[Text-to-region grounding data]
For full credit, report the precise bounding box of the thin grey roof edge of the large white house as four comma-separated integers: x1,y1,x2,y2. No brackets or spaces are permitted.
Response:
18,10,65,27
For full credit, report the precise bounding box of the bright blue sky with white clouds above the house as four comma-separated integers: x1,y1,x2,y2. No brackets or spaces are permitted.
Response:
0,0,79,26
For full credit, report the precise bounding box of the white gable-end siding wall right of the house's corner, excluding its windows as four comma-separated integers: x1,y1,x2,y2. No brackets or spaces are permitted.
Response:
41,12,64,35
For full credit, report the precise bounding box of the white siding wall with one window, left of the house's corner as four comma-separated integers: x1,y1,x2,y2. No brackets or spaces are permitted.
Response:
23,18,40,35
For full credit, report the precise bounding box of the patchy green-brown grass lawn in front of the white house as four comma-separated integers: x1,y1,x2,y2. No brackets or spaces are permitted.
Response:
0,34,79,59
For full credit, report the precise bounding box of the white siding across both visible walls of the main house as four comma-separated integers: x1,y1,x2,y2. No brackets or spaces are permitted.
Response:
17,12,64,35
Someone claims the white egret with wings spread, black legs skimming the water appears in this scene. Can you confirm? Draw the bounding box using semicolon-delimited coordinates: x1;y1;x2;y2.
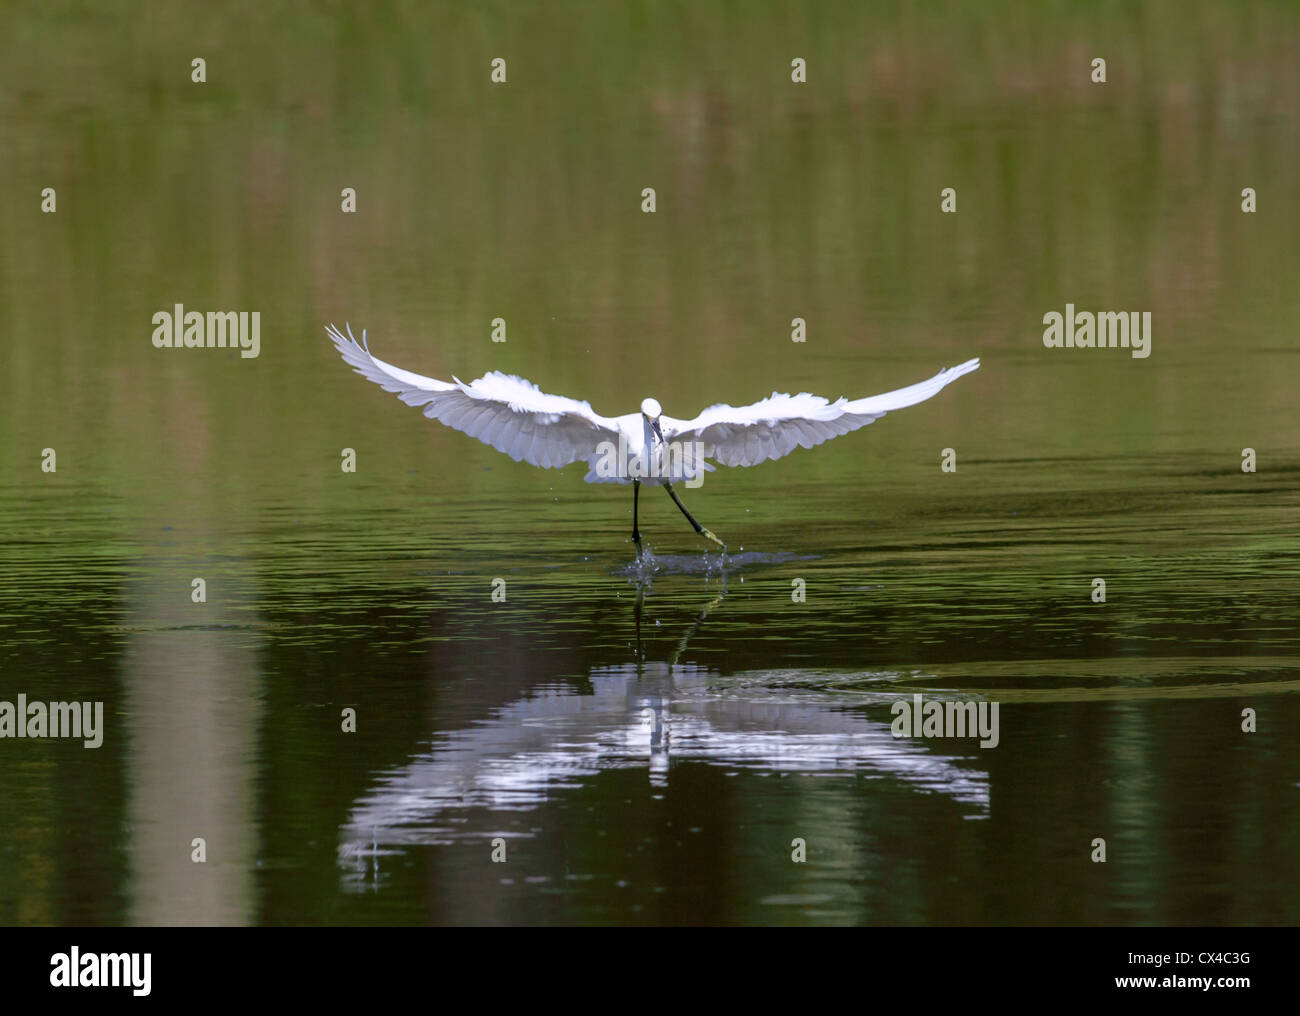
326;325;979;550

- **TASK TO CARRY OUT**: Transcribe all the lines above exactly; any image among them is skipped.

- **EXPECTED ANSWER**:
For full credit, report the precise bounding box of the thin grey roof edge of the large white house as four comma-separated integers: x1,y1,x2,y2. No brackets or spaces are permitted.
Response:
18,10,65,27
For full credit, report the precise bounding box of the bright blue sky with white clouds above the house as four comma-separated integers: x1,y1,x2,y2. No brackets or spaces are permitted.
Response:
0,0,79,26
For full credit, report the precise bounding box of the white gable-end siding wall right of the house's corner, excluding its windows as four comma-separated integers: x1,y1,x2,y2. No brackets or spaces are permitted.
Response:
41,12,64,35
For full credit, report the precise bounding box of the white siding wall with one window, left of the house's corner as four comma-separated integers: x1,y1,x2,y2. No brackets or spaces are permitted.
Response:
23,18,40,35
For full credit, report the precise bounding box of the patchy green-brown grass lawn in front of the white house as four comma-separated integers: x1,y1,x2,y2. No brackets or spaces are permitted.
Response:
0,34,79,59
For full credit, report the precise bounding box of the white siding across both visible walls of the main house as four comma-separated integers: x1,y1,x2,y2. No brackets or spaces are permitted.
Response:
17,12,64,35
Someone claims the white egret with wings spread, black legs skimming the water appears in this scene. Can you confirm? Draw the bounding box using semicolon-delimited coordinates: x1;y1;x2;y2.
326;325;979;550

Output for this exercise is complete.